--- Goal ---
Extract every one of the following lines verbatim, without altering any wording or punctuation.

--- Materials provided ---
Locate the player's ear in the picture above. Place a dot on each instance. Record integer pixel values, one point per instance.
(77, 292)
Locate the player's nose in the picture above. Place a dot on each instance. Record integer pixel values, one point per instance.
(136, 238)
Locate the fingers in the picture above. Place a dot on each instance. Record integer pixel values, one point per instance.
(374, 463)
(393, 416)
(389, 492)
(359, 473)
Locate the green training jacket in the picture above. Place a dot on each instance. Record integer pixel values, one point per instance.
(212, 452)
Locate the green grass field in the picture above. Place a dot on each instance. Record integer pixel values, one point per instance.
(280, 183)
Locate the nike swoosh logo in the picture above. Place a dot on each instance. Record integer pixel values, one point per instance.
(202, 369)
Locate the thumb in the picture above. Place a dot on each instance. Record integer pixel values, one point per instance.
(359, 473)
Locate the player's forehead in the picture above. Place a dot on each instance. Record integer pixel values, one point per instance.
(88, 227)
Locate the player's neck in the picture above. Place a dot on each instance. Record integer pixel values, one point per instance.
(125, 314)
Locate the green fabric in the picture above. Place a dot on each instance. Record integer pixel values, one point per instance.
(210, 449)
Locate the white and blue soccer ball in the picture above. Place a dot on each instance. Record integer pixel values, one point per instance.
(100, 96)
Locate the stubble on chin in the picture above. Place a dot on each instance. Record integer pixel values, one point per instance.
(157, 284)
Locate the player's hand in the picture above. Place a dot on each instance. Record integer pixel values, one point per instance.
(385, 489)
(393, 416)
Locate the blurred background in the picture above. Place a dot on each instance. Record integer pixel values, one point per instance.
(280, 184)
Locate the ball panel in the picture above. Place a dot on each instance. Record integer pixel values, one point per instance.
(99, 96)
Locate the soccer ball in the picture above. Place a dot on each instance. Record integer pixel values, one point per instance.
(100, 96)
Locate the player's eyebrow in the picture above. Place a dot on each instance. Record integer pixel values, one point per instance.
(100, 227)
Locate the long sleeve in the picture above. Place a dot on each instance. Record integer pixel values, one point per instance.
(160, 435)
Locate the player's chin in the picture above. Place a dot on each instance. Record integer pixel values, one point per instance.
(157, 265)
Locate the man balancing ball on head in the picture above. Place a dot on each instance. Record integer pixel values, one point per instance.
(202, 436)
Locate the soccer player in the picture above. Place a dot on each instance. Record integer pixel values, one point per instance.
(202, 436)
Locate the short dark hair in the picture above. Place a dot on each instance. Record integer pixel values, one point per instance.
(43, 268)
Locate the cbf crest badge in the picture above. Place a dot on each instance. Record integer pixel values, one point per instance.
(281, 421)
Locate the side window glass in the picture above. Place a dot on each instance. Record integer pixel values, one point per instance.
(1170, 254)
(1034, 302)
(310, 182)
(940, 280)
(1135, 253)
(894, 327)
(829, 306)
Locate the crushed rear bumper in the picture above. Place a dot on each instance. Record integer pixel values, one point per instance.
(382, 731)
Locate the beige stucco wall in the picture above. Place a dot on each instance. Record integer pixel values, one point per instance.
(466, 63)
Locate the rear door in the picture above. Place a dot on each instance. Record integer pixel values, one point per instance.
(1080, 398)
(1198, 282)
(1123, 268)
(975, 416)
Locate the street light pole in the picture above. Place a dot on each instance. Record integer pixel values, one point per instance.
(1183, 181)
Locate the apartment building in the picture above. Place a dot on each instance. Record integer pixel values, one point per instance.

--- Full response ---
Locate the player's ear in the picture above. Place a dot on each instance. Record integer pixel values, one point per instance.
(77, 292)
Locate the player's nose in the picture above. Place a dot on each instance. Record integer pixel values, one point per instance.
(136, 238)
Locate the fingers in the picture above. Place a dot on each instance. Record integer pixel values, one point per instance.
(374, 463)
(393, 416)
(389, 492)
(359, 473)
Locate the green training jacket in the picture above. Place a dot on each instance. Record integer pixel values, one point per instance.
(212, 452)
Locate the green grass field in the picture above. Place a dot on each instance. Record integer pixel values, one point per instance.
(280, 183)
Locate the nike swoosh logo in the picture above. Place a dot on each instance. Record integer pixel values, one point per instance.
(202, 369)
Locate the thumb in the picture above. Place a dot on each instance. Record integer pixel values, one point per instance.
(359, 473)
Locate the player's forehead in the picture above. Place a dot on each instance. Record integer pixel values, one point per instance.
(88, 227)
Locate the player's neck in the picture above. Place a dot on each instance. Record integer pixel values, one point per instance.
(125, 314)
Locate the green fabric in the picture above. Place a dot on each instance. Record integer pixel values, one point per instance.
(210, 449)
Locate the white and blue soccer ball in the picture above. Place a dot on each instance. Record integer pixel values, one point per instance.
(100, 96)
Locate the stubble on chin in the picture above. Place a dot on each instance. Record integer pixel values, one point per instance.
(157, 284)
Locate the player's hand in the picture above. Place a dot on each instance. Record integer pixel values, one point per instance.
(385, 489)
(393, 416)
Locate the blurred background in the picture above. Place a dot on each instance. Record integer pixel values, one point per instance.
(280, 184)
Locate the ball panel in the picture above. Place a dot on each instance. Record integer pixel values, one point per instance.
(99, 96)
Locate the soccer ball in the picture above. Place a dot on each instance. Record integer pixel values, one point per instance.
(100, 96)
Locate the player's eyebrow in the picture above. Place a dot on each instance. Record integer pixel values, one point per instance.
(100, 227)
Locate the long sleeve in the picture above. Place a dot on each instance. Record integer pixel values, one point per instance.
(160, 435)
Locate the player's chin in the picture above. Place a dot on each instance. Record integer pixel values, one point per instance.
(157, 265)
Locate the man balancing ball on head in the picture above. Place a dot on each instance. Record integer pixel values, one point per instance.
(202, 436)
Locate the soccer player in the picture above. Place a dot on each instance. Record integer pixel values, one point per instance.
(202, 436)
Locate the short dark hair in the picture above. Place a dot on each instance. Record integer pixel values, one point per instance.
(43, 268)
Locate the cbf crest badge in the picture above. Place a dot on each instance. Record integer pixel values, one point per instance.
(281, 421)
Locate the side window glass in the picture above. Place a dot on each instance. Record integer pixel values, one point per instance.
(1170, 254)
(1034, 302)
(310, 182)
(940, 280)
(1135, 253)
(894, 327)
(829, 306)
Locate the crushed rear bumper in the picture above. Place a dot on each instance. Record integer pixel values, one point per instance.
(382, 731)
Locate the beige stucco wall in the picture above. Place a dot on each instance. Record integer pixel values, one point per instance.
(466, 63)
Locate the rear door in the picture above. Place a dot on each instance. Record integer pixel values, one point per instance.
(1080, 398)
(1198, 282)
(1123, 268)
(975, 416)
Locate the street light pole in the picture above. Place a dot on each instance. Record integer pixel values, one point per instance.
(1183, 181)
Locate the apartment building in the picture above. Place a dot on each instance. Record integer pixel values, one point per instance.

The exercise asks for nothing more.